Given task
Put this sentence from the piece on the Wikipedia blackout into Spanish: "And it looks this morning as though the blackout succeeded on both counts."

Wikipedia - after the blackout

Blacked out Wikipedia page

Breathe again students, relax fact-checking journalists, Wikipedia is working once more - so let's step back and evaluate Wednesday's blackout. Did the dramatic gesture made by the online encyclopaedia and other websites really change anything?

And before we get started - yes, I know we should not rely on Wikipedia as an unimpeachable source so please take my first few words with a pinch of salt. And I also know that it was easy enough to get round the blackout if you wanted, but that's really not the point.

The aim of the gesture was to raise the profile of the debate about America's proposed anti-piracy laws, Sopa and Pipa, and to try to change the terms of that debate. And it looks this morning as though the blackout succeeded on both counts.

The Wikimedia Foundation, the organisation behind the site, reported this morning that 162 million people had "experienced the Wikipedia blackout landing page" in the space of 24 hours.

Perhaps more significantly, eight million people in the United States looked up their congressional representatives through Wikipedia and, it is claimed, went on to protest about Sopa and Pipa. Wikipedia paints a picture of jammed switchboards at Capitol Hill and servers buckling under the weight of email from protestors.

Now this kind of internet protest is easier to organise than getting thousands of people onto the streets to demonstrate - and often has even less effect on the course of legislation. But this time it does seem to have worked.

One prominent Republican backer of the new laws, Senator Marco Rubio, announced on Twitter "After hearing from people with legit concerns, have withdraw support for #Pipa. Let's take time to do it right." And when the BBC in Washington tried to find voices on Capitol Hill willing to be interviewed in support of the legislation, nobody returned the calls.

Recorded information
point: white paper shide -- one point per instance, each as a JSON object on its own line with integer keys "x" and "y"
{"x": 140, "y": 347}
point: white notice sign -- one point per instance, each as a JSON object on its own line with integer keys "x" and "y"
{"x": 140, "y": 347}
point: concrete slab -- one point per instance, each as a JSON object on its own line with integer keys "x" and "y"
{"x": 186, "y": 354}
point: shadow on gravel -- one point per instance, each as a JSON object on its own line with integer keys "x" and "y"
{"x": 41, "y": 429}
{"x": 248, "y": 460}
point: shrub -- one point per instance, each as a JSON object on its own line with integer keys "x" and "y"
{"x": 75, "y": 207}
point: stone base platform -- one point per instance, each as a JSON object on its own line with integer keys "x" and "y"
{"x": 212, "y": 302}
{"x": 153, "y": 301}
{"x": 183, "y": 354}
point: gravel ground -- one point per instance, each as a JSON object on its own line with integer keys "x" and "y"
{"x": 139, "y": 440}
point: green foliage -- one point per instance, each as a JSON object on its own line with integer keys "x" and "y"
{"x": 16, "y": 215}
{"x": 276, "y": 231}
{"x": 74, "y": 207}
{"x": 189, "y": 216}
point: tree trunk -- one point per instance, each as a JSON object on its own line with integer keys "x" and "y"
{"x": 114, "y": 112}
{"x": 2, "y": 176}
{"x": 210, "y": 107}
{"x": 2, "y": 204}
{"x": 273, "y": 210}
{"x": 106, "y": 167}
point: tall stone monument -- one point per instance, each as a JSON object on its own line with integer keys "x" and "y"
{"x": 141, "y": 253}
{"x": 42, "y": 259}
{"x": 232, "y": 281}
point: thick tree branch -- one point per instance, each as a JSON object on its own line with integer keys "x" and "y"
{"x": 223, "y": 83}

Task solution
Y esta mañana parece que el apagón tuvo éxito en ambos frentes.